» **PROMPT**:
Each of the entries beneath this task should be written out exactly.

╭─ DATA TO EXAMINE

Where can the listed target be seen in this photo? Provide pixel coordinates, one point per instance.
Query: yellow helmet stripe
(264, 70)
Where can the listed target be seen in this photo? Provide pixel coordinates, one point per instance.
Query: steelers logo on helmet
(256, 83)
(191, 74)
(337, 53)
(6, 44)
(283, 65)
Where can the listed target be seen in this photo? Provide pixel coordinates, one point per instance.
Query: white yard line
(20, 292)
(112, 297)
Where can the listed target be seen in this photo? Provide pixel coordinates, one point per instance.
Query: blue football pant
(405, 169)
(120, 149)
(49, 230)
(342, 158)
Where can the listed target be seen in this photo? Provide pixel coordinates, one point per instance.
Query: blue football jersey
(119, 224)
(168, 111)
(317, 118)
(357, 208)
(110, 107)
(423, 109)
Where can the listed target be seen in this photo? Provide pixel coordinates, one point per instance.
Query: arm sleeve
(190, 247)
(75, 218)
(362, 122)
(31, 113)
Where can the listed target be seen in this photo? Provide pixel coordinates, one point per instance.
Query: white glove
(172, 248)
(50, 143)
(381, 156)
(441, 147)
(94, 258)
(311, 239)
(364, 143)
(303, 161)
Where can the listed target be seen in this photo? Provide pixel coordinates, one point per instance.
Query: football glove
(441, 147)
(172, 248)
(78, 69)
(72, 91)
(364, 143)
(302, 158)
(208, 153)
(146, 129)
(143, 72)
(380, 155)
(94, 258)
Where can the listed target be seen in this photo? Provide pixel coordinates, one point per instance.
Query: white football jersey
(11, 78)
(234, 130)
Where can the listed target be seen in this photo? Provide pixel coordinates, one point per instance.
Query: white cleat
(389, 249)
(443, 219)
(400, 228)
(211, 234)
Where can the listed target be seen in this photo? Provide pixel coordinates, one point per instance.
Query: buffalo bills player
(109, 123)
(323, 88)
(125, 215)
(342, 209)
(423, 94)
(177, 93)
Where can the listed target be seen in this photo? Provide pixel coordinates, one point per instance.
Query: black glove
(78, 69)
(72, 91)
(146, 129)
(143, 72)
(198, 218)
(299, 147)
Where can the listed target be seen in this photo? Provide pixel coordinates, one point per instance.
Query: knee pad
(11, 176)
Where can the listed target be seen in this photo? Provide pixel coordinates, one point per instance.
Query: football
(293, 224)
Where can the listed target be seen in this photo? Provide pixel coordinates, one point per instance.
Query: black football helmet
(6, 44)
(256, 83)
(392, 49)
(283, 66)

╰─

» **RESPONSE**:
Where can the listed target be seen in this photo? Provide pixel coordinates, one point per instance.
Query: yellow helmet stripe
(264, 70)
Where can the listed target be seen in this photo? Provide pixel coordinates, one point per instance.
Query: steelers logo on helmet
(256, 83)
(191, 74)
(337, 53)
(6, 44)
(283, 65)
Where can the listed target be seen in this photo? Provide pixel coordinates, one point per instance.
Query: white yard line
(20, 292)
(112, 297)
Where can the listed target be seen in this photo? Provide pixel coordinates, one point per instance.
Query: blue football pant
(405, 169)
(120, 149)
(49, 230)
(342, 158)
Where can the listed target be seen in this photo? Provide pixel coordinates, one point per instance.
Query: blue football jersey
(119, 224)
(168, 111)
(317, 118)
(357, 208)
(110, 107)
(423, 109)
Where can the listed target be seen in this photo? Provide pixel coordinates, one point per instance.
Query: arm sleeve
(190, 247)
(75, 218)
(362, 122)
(31, 113)
Where can the listed target be seen in this photo? Provide pixel coordinates, one point per instance.
Query: white glove
(172, 248)
(50, 143)
(381, 156)
(441, 147)
(94, 258)
(311, 239)
(364, 143)
(303, 161)
Where can the listed target be seen in this photo? Provide pixel coordinates, one point per instance.
Query: football glove
(441, 147)
(172, 248)
(78, 69)
(72, 91)
(364, 143)
(302, 158)
(208, 153)
(146, 129)
(143, 72)
(380, 155)
(94, 258)
Where can the listed target be seen in this photo? Provide pixel coordinates, one point per instance.
Query: white football jersey
(11, 78)
(234, 130)
Where can the listed target be seen in this photo? Provide pixel coordinates, one point per instance.
Query: white cleat
(389, 249)
(443, 219)
(400, 228)
(211, 234)
Where can the listed target be seen in this photo? Provide pixel coordinates, one point per instance.
Query: buffalo bills player
(109, 123)
(323, 88)
(125, 215)
(342, 209)
(423, 94)
(177, 93)
Where can the listed target be seen in this photo? Provide pixel coordinates, one point per instance.
Query: black glove
(78, 69)
(72, 91)
(146, 129)
(143, 72)
(198, 218)
(299, 147)
Where can the listed target be seen in this photo? Provide pixel coordinates, one point per instance.
Query: knee pad
(11, 176)
Where can the listed target be seen in this photo? Provide pixel coordinates, one point per instance.
Query: football
(293, 224)
Where can the listed target be seen in this photo? Provide pixel coordinates, one point per instance.
Query: black football helmet
(6, 44)
(256, 83)
(392, 49)
(283, 66)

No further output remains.